This project is a work in progress and is not yet in a stable state.

The home for all course notes for HPC2: Installing and managing application on the HPC Research Computing course.

Lesson Format

We are currently basing our lessons on the Software Carpentry format (e.g. https://swcarpentry.github.io/shell-novice/) which sets a good example of language and structure to follow. Currently these lessons are 25 minutes long (to facilitate a 10 minute break each hour). The current lesson format to follow as a guide:

  • Overview (questions/objectives)
  • Intro paragraph
  • Worked Examples
  • Exercises
  • Key points

Contributing to this project

Working with this project locally

You will need to install the conda package management tool before you can get this project working locally. You can use the environment.yml file included to create a conda environment that contains all the dependencies required to get started.

$ git clone https://github.com/ARCTraining/template-jb-docs.git

$ conda env create -f environment.yml

To build the html content locally you can use the jupyter-book command line tool:

# navigate to the repository root
$ cd template-jb-docs
# sometimes worth running jupyter-book clean book/ to remove old files
$ jupyter-book build book/

Windows

Jupyterbook now supports Windows so the above steps can also be used on a Windows terminal.

Set up a development environment using Vagrant

To aid with this we have created a Vagrantfile that can allow Windows users who have a virtualisation provider installed (such as VirtualBox) and Vagrant installed to create a headless virtual Linux machine that will build the jupyter book. You can do this with the following steps once you've installed a virtualisation provider and vagrant:

# within git-bash or powershell
$ cd template-jb-docs
$ vagrant up

# to rebuild the site after changes with the vagrant box running
$ vagrant reload --provision

# don't forget to destroy the box when you're done
$ vagrant destroy

This will build the jupyter-book html files on your Windows file system (by navigating via /vagrant) so your local build will still persist after you've destroyed your vagrant box.

> [Work instructions]:
(1) Transcribe the part of the project README from "This project is" to "Research Computing course.".
(2) According to the project README, how long is each lesson currently?

> [Material]:

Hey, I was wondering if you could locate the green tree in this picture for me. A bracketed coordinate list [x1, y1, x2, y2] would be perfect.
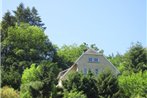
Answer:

> [Answers to each task]:
(1)
This project is a work in progress and is not yet in a stable state.

The home for all course notes for HPC2: Installing and managing application on the HPC Research Computing course.

(2) Each lesson is currently 25 minutes long.